- **Text shown**
——————————

We spend a lot of time in this city fixing grand mistakes of years past.
Public officials, private developers and community activists have spent years coaxing East Liberty back after business withered there when the city created a traffic moat called Penn Circle, preventing cars from passing through the retail corridor that planners had envisioned as a pedestrian mall.
The old asphalt sea surrounding Three Rivers Stadium is now the site of office buildings, restaurants and a hotel, not least because the city brought back much of the original street grid obliterated in the 1960s.
On Tuesday night, a few dozen North Siders gathered high in an Allegheny Center office building that looks out over another frizzled dream of the 1960s, a mall that is no more.

——————————

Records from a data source

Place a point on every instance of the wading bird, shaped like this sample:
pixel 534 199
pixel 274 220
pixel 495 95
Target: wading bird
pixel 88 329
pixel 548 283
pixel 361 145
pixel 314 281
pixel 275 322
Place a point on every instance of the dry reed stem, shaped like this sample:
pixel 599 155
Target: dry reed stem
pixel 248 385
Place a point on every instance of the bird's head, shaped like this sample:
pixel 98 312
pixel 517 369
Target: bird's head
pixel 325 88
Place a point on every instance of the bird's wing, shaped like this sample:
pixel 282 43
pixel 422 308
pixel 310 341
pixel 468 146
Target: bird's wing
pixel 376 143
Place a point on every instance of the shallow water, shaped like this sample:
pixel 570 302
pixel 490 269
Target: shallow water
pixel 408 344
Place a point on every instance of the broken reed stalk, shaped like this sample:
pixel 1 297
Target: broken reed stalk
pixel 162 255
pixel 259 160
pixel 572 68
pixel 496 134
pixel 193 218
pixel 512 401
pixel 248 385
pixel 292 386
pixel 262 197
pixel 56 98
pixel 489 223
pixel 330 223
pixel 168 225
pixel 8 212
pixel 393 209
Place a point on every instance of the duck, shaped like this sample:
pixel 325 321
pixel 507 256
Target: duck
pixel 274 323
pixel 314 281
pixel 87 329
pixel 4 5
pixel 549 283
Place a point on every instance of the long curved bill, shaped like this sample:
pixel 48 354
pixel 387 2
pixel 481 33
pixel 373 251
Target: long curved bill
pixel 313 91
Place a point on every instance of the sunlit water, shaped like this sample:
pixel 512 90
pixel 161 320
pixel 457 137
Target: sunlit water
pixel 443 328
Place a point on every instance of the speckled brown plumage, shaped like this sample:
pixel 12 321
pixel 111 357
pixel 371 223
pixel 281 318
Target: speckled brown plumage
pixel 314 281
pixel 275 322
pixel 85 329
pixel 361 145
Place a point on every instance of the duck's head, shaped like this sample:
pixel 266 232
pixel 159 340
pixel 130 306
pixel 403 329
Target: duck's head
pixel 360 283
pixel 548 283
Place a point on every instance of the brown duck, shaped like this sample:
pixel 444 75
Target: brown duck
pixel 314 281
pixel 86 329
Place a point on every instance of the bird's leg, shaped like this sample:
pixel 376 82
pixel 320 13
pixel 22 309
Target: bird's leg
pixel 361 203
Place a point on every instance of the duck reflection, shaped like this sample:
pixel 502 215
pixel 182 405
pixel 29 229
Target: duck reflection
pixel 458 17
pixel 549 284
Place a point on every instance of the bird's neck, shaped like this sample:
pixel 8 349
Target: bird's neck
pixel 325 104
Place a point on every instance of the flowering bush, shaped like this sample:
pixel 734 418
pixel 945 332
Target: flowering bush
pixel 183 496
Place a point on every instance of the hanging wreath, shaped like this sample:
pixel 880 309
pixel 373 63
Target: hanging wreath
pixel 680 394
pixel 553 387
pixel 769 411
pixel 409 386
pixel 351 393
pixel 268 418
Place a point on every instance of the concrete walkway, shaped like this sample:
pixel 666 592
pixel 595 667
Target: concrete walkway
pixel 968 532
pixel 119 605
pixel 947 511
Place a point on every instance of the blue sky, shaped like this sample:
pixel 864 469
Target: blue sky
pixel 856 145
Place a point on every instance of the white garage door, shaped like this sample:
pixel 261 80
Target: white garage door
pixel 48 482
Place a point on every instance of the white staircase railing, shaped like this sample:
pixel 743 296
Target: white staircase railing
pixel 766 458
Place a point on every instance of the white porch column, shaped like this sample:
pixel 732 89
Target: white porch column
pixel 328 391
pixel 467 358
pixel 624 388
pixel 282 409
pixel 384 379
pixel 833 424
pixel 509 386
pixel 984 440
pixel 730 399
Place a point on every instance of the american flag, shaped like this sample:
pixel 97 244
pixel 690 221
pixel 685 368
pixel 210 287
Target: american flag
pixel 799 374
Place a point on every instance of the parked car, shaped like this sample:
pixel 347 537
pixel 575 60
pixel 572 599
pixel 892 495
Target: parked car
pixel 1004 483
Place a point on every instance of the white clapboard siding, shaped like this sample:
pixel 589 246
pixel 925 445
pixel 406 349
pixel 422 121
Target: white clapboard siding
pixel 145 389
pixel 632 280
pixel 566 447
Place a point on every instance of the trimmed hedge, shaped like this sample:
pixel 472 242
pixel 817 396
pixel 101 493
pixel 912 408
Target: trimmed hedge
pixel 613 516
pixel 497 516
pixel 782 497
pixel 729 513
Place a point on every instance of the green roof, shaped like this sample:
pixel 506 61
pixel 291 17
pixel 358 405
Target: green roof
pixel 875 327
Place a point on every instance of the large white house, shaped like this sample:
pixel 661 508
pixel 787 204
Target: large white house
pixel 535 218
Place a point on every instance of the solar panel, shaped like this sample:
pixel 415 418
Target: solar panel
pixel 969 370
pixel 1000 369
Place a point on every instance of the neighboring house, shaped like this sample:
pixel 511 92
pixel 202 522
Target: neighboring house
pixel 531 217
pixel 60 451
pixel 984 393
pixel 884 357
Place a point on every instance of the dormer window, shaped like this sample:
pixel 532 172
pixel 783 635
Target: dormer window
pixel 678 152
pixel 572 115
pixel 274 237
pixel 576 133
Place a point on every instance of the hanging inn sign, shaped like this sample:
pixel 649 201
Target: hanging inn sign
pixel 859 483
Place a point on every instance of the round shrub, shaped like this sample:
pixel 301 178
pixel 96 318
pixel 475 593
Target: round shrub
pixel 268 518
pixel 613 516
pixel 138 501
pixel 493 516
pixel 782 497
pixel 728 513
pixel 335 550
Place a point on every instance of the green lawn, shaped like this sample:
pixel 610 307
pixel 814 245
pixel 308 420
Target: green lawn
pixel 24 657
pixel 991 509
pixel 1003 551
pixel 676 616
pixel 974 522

——————————

- **Exercise**
Go on with the text about undoing the city's old planning mistakes, starting right after its last sentence.

- **Response for this exercise**
For many in the crowd, reconnecting East and West Ohio Street has been a long-held dream. For more than 40 years, motorists have had to drive around Allegheny Center on the four-lane circle some derisively call "The Speedway.''
Drivers must detour through ridiculous stoplights preventing right turns despite no through traffic in the right hand lanes, making potentially three or four stops on a journey round a mall has been in a retail coma for more than 15 years.
Three branch banks, a shoe repair shop and a coffee kiosk are the only retail outlets left. The mall has found second life as an office park, but it's not full. Walking its second floor yesterday morning made a fellow feel like Will Smith in "I Am Legend'': People had vanished.
The east-west corridor through Allegheny Center, designed as an outdoor pedestrian mall, doesn't attract many either. Urban walkers instinctively trod places within sight of auto traffic, for safety's sake. More walkers are in the surrounding park, or along North Avenue, than on the isolated Allegheny Center pathways, particularly at night.
The route includes a sunken fountain area, known by some as "The Ashtray'' because it hasn't spouted water in years. Around 10:20 a.m. yesterday, the sun shone brightly upon empty benches and sidewalks. The pedestrian mall looked as it might have in the architect's rendering, had he forgotten to draw in walkers.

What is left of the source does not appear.